§ **Task**: All of the listing should be output exactly, apart from the pictures.

§ **Data section**:

━━━━━━

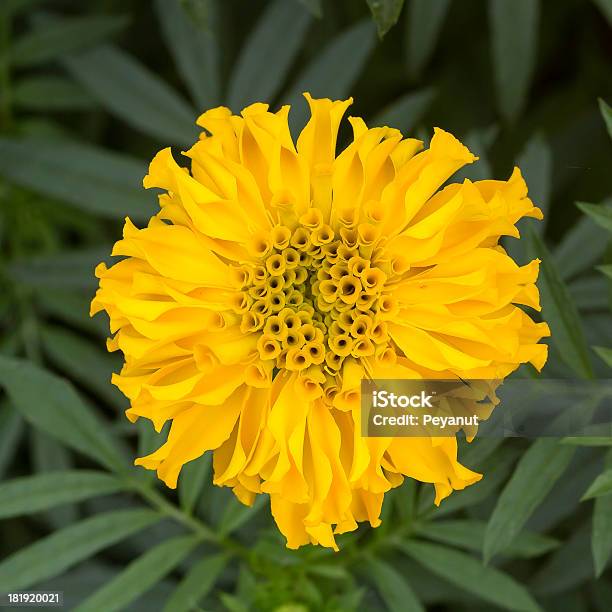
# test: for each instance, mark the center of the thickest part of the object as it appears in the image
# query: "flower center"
(316, 296)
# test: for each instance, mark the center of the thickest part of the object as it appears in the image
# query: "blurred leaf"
(11, 428)
(139, 576)
(405, 112)
(606, 111)
(334, 69)
(392, 587)
(468, 573)
(470, 534)
(194, 51)
(261, 67)
(51, 403)
(57, 37)
(514, 38)
(198, 582)
(602, 485)
(581, 247)
(560, 312)
(314, 6)
(601, 535)
(46, 93)
(92, 179)
(425, 19)
(535, 162)
(602, 215)
(192, 481)
(67, 270)
(34, 493)
(604, 353)
(62, 549)
(83, 361)
(534, 476)
(588, 441)
(385, 13)
(237, 514)
(133, 93)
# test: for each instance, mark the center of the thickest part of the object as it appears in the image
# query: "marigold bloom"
(277, 275)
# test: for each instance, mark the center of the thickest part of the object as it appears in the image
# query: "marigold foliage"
(277, 275)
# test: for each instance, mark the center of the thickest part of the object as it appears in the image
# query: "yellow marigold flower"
(277, 275)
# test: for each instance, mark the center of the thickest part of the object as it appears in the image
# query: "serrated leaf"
(405, 112)
(560, 311)
(52, 404)
(385, 13)
(534, 476)
(469, 574)
(392, 587)
(192, 480)
(57, 37)
(425, 19)
(194, 51)
(196, 584)
(134, 94)
(470, 534)
(606, 110)
(47, 93)
(65, 548)
(514, 37)
(333, 71)
(92, 179)
(261, 69)
(602, 215)
(43, 491)
(139, 576)
(602, 485)
(83, 361)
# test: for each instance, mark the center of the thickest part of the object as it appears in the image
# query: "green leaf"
(469, 574)
(333, 71)
(34, 493)
(65, 548)
(57, 37)
(581, 247)
(194, 51)
(94, 180)
(425, 19)
(601, 535)
(47, 93)
(133, 93)
(192, 480)
(470, 534)
(11, 428)
(52, 404)
(83, 362)
(514, 37)
(261, 69)
(602, 485)
(392, 587)
(405, 112)
(606, 110)
(560, 311)
(602, 215)
(385, 13)
(198, 582)
(534, 476)
(236, 514)
(604, 353)
(535, 163)
(139, 576)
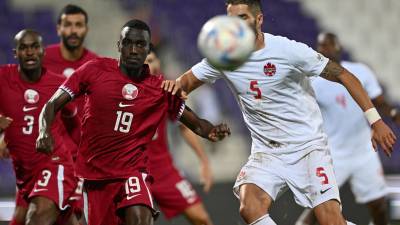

━━━━━━

§ **Reply**:
# test: for each instance, mark the center of the thickest part of the object as it appears in the image
# query: "flower center"
(316, 296)
# test: for each instance, mark the center of the thickest part of the object as it appears in the image
# query: "blurred leaf"
(11, 428)
(139, 576)
(405, 112)
(606, 111)
(334, 69)
(392, 587)
(468, 573)
(470, 534)
(194, 51)
(261, 67)
(51, 403)
(57, 37)
(514, 38)
(198, 582)
(602, 485)
(581, 247)
(560, 312)
(314, 6)
(601, 535)
(46, 93)
(92, 179)
(425, 19)
(535, 162)
(602, 215)
(192, 481)
(67, 270)
(34, 493)
(604, 353)
(62, 549)
(83, 361)
(534, 476)
(588, 441)
(385, 13)
(237, 514)
(133, 93)
# test: for each instance, mark the center of the thickest part of the object as it appears in the image
# query: "marigold bloom"
(277, 275)
# test: for each instance, mark the center of the thickest part of the object as it appears in the image
# query: "marigold foliage"
(277, 275)
# test: for each instance, mark the center of the thickest part of the object as it appears in the image
# query: "yellow marigold flower"
(277, 275)
# test: for each instance, mark the center of the thickest part of the object as it appears in the image
# query: "serrated leaf"
(405, 112)
(560, 311)
(52, 404)
(385, 13)
(534, 476)
(469, 574)
(392, 587)
(192, 480)
(57, 37)
(425, 19)
(194, 51)
(196, 584)
(134, 94)
(470, 534)
(606, 110)
(47, 93)
(65, 548)
(514, 37)
(333, 71)
(92, 179)
(261, 69)
(602, 215)
(43, 491)
(139, 576)
(602, 485)
(83, 361)
# test: for each instance, mark the center of the thickest part of the object as it appears in the image
# query: "green leaf"
(469, 574)
(333, 71)
(34, 493)
(65, 548)
(57, 37)
(581, 247)
(194, 51)
(94, 180)
(425, 19)
(601, 535)
(47, 93)
(133, 93)
(192, 480)
(470, 534)
(11, 428)
(52, 404)
(83, 362)
(514, 37)
(261, 69)
(602, 485)
(392, 587)
(405, 112)
(606, 110)
(560, 311)
(602, 215)
(385, 13)
(198, 582)
(534, 476)
(236, 514)
(604, 353)
(535, 163)
(139, 576)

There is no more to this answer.